→ Tarefa proposta
Redija a continuação do texto sobre as três rachaduras do catolicismo, começando logo após a última frase apresentada.

→ Trecho selecionado

06 Janeiro 2022
"Três rachaduras, nenhuma das quais pode ser consertada a marteladas. Para arrumá-las, é preciso paixão pela unidade (dos católicos, dos cristãos, de todos), da qual a sinodalidade é matriz. E quanto mais cedo for entendido que sinodalidade não é indeterminação, mas comunhão, melhor será", escreve Alberto Melloni, historiador italiano, professor da Universidade de Modena-Reggio Emilia e diretor da Fundação de Ciências Religiosas João XXIII, de Bolonha, em artigo publicado por La Repubblica, 05-01-2022. A tradução é de Luisa Rabolini.
Existem profundas rachaduras em três grandes arcos institucionais do catolicismo: as conferências episcopais nas quais revivem os antigos concílios provinciais, os órgãos através dos quais o sucessor de Pedro exerce o seu ministério, as igrejas locais para qual o bispo é constituído vigário de Cristo. Mais difíceis do que os temas dos noticiários do dia a dia da igreja - compostos de viradas do papa, de inimigos do papa, de esforços do papa - elas marcarão a agenda da igreja.
A primeira rachadura atravessa a Europa eclesiástica e é assustadora.
A Igreja da França foi incinerada, em uma tentativa desajeitada de restauração (como Notre Dame...). Ter calculado estatisticamente (sic!) que desde o pós guerra cerca de 250 mil abusos poderiam ter sido cometidos pelo clero católico, dos 5,5 milhões de casos estimados no país para o mesmo período, obrigatoriamente tinha que deixar claro que o abuso de crianças é o lado mais impiedoso de uma ferocidade patriarcal, coberta por silêncios coniventes antigos e modernos, difundida em todas as camadas sociais. E em vez de se perguntar qual teologia do ser masculino e do padre tenha impedido a denúncia ou o reconhecimento desse mal, os dados da comissão de Sauvé tornaram-se ocasião para vazias expressões de "vergonha", refrãos sobre "tolerância zero" e para apostas arriscadas sobre a possibilidade de elevar a suspeita a exorcismo do demônio do silêncio cúmplice.

→ Informações fornecidas
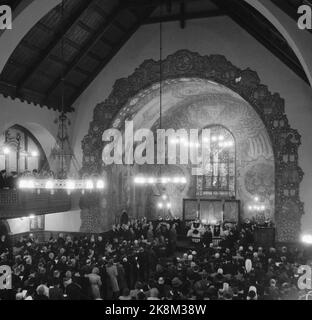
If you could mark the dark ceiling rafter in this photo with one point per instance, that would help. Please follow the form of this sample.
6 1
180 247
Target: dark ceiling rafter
187 16
32 72
87 48
152 3
56 40
240 12
290 7
113 52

→ Resultado da tarefa
A Igreja alemã não está em melhor situação. O caminho sinodal, em vez de assumir uma agenda de penitência e unidade, abriu tensões internas e forneceu a Roma o pretexto para que lhe enviassem advertências inúteis ou exasperantes, ou ambas. Assim, no vazio deixado por aquele gigante teológico e político que foi o cardeal Lehmann, com o primeiro governo federal composto inteiramente por ateus, o pulmão intelectual da igreja se expressa com golpe de cena como a (falsa) renúncia do cardeal Marx ou os delírios (verdadeiros) do Cardeal Müller.
A Igreja polonesa está perdendo fiéis e credibilidade por todos os lados: prelados que se sentiam intocáveis desabaram sob os golpes de dois filmes dos irmãos Sekielski sobre os abusos. Mas os sobreviventes da limpeza pós-wojtyliana são obcecados antieuropeístas que exaltam a "continuidade biológica" das nações e que definem as direitas polonesas, homofóbicas e anti-imigrantes, "uma bênção de Deus", e dão o tom para os bispos rebaixados a capelães das democracias centro-europeus.
De modo que a Igreja italiana - que tem dezenas de bispos dedicados em tempo integral a denegrir os que estão nas cadeiras onde se viam ou se sentavam eles mesmos - é a única que ainda tem uma própria corporalidade: e, se não reduzir o sínodo a uma mera reunião, talvez possa resistir aos impulsos autodestrutivos e às seduções fascistas (talvez).
A segunda rachadura está na cúria.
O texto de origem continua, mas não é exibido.